# [WRITTEN PROBLEM]
Print all the data, keeping every line exactly as it is.

Point-based annotation data:
····················

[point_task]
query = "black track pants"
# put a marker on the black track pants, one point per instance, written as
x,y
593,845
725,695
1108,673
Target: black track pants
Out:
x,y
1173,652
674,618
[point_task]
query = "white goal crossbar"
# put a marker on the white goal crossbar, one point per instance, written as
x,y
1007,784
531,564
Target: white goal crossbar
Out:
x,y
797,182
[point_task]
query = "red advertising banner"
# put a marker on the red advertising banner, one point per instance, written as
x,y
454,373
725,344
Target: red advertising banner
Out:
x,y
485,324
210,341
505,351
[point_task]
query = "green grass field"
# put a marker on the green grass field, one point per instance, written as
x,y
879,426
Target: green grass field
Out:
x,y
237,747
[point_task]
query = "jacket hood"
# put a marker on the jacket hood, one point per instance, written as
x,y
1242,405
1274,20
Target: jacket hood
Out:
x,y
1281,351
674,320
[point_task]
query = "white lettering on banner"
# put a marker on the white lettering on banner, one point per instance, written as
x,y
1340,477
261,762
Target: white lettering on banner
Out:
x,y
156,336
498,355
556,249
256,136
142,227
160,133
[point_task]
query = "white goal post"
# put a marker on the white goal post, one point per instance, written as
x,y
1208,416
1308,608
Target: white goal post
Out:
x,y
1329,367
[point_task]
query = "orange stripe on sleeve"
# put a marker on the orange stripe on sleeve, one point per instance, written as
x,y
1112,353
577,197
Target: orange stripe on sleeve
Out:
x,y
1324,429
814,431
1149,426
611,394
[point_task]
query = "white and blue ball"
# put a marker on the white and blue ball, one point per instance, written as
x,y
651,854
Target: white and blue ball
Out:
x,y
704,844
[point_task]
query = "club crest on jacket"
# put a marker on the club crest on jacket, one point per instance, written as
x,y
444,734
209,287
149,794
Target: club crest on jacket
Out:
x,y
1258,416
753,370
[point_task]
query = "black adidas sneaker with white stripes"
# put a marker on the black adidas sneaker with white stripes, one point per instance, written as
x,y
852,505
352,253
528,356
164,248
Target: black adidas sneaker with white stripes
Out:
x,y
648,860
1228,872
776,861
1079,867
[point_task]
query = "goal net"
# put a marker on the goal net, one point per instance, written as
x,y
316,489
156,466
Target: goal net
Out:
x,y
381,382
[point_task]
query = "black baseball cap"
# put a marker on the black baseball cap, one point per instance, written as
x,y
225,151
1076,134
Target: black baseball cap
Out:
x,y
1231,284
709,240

····················

# [RESULT OF THE EXERCISE]
[point_task]
query = "black track pants"
# put a marker on the black track pants, one point per instance, written as
x,y
593,845
725,695
1108,673
Target: black track pants
Out:
x,y
1173,652
674,618
[point_task]
query = "white goal crossbar"
# put a marker on the white goal crossbar, one point per instance, written as
x,y
1007,784
531,564
Target: white goal crossbar
Out:
x,y
797,182
[point_task]
query = "red advertising banner"
# put a marker on the red advertising banner, one point per instance, written as
x,y
454,373
725,344
Target: red advertising banner
Out:
x,y
485,324
210,341
505,351
[point_task]
query = "green grass field"
# put a marker on the green grass field, one point per instance, written as
x,y
879,426
Target: green grass field
Out:
x,y
237,747
[point_task]
query = "jacket hood"
# put a marker on the jacket hood, one point per instance, written as
x,y
1242,405
1274,20
Target: jacket hood
Out:
x,y
1281,351
674,320
[point_task]
query = "white lettering on banner"
# put a marker on the white lettering on banner, one point per instance, written as
x,y
1340,477
261,762
Target: white lettering on banner
Out:
x,y
156,336
498,355
556,249
256,136
142,227
160,133
[point_task]
query = "white goal post"
# put a marker on the white goal post, one point per instance, written as
x,y
1208,416
1308,608
Target: white goal post
Out:
x,y
1329,367
[point_task]
query = "orange stripe on sleeve"
# put a marker on the orange stripe on sleeve, one point per instance, written as
x,y
1112,353
577,197
Target: orange stripe on sleeve
Out:
x,y
1324,429
814,431
1149,426
611,394
[point_task]
query = "white and blue ball"
# put a marker on the white and blue ball, one point per instance, written as
x,y
651,854
Target: white and blue ball
Out:
x,y
704,844
[point_task]
query = "club crest on jacket"
# put a marker on the club crest on jacket, one point per instance, written as
x,y
444,734
209,287
149,794
Target: club crest on jacket
Out:
x,y
1258,416
753,370
[point_task]
query = "black adidas sneaker with white stripes"
# put a marker on the black adidas sneaker with white stripes, one point per instance, written as
x,y
852,505
352,253
528,356
164,248
Target: black adidas sneaker with white stripes
Out:
x,y
648,860
1228,872
776,861
1079,867
[point_task]
query = "goal net"
# put a marker on the goal net, one point per instance, written as
x,y
316,489
156,466
Target: goal net
Out:
x,y
381,382
[point_task]
query = "black baseball cap"
# put a marker on the black baseball cap, one point per instance, written as
x,y
225,151
1076,134
Target: black baseball cap
Out:
x,y
1231,284
709,240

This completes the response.